*The task*.
Please quote exactly the lines below from the line containing "reads [[745, 114]]." to the line containing "reads [[867, 242]].", both lines included, and nothing else.

*Data provided*.
· · · · ·

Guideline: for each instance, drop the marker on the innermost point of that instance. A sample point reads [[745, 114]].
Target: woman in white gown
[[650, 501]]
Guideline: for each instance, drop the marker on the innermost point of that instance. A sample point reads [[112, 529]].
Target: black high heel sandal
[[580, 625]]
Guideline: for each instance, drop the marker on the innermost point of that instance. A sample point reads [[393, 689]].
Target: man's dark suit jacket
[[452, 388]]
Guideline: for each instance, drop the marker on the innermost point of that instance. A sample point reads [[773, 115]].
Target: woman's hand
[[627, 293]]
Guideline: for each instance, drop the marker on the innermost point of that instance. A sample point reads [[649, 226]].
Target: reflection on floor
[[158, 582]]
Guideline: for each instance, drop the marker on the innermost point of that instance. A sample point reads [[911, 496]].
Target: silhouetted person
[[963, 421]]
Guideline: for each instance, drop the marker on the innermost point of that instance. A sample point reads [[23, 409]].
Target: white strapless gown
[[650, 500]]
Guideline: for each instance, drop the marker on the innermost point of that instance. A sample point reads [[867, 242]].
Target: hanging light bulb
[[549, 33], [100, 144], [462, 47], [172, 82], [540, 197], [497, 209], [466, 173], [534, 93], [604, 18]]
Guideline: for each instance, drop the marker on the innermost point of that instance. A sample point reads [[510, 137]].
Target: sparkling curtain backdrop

· · · · ·

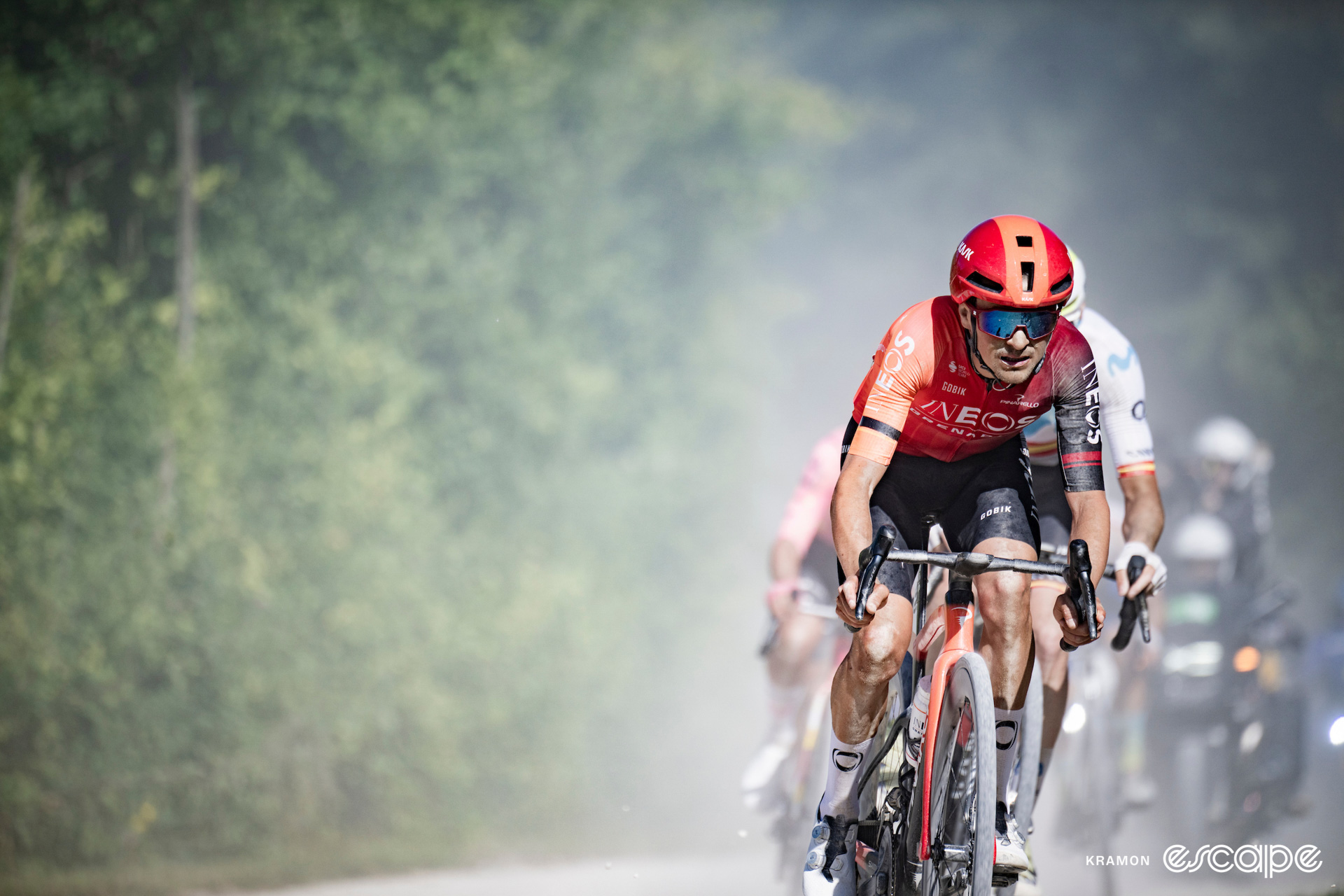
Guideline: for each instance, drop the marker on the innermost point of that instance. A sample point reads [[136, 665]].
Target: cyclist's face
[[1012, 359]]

· · · · ·

*Answer section*.
Guideline: for each instance, drop the marker on the innermost point of that instance. A sample point reads [[745, 114]].
Target: woman in white gown
[[650, 501]]
Guideline: for each instance, drop the marker on the innermost point of that instance. A sample point reads [[112, 529]].
Target: black high heel sandal
[[580, 625]]
Guideline: for each instance, drop the marker on the innermost point of that instance. A sample point reads [[393, 689]].
Target: man's dark suit jacket
[[452, 388]]
Guideline: for each instance, drop the marker on the innermost point of that instance. A sample point reads [[773, 115]].
Target: woman's hand
[[627, 293]]
Guideline: for each instance, drop the marker on the innermost point of that instance. A sample point reads [[649, 226]].
Target: reflection on floor
[[158, 582]]
Guideline: for each instance, drop the marker on the innermost point of that instance. A sample point reads [[911, 496]].
Target: silhouetted person
[[963, 421]]
Guideline: for each instance, drop the marker on the innermost point of that instance. A sample point reads [[23, 409]].
Target: white strapless gown
[[650, 500]]
Guideline: for each instance, drop the marker on the innermost point of that instance. A sample point reads [[867, 242]].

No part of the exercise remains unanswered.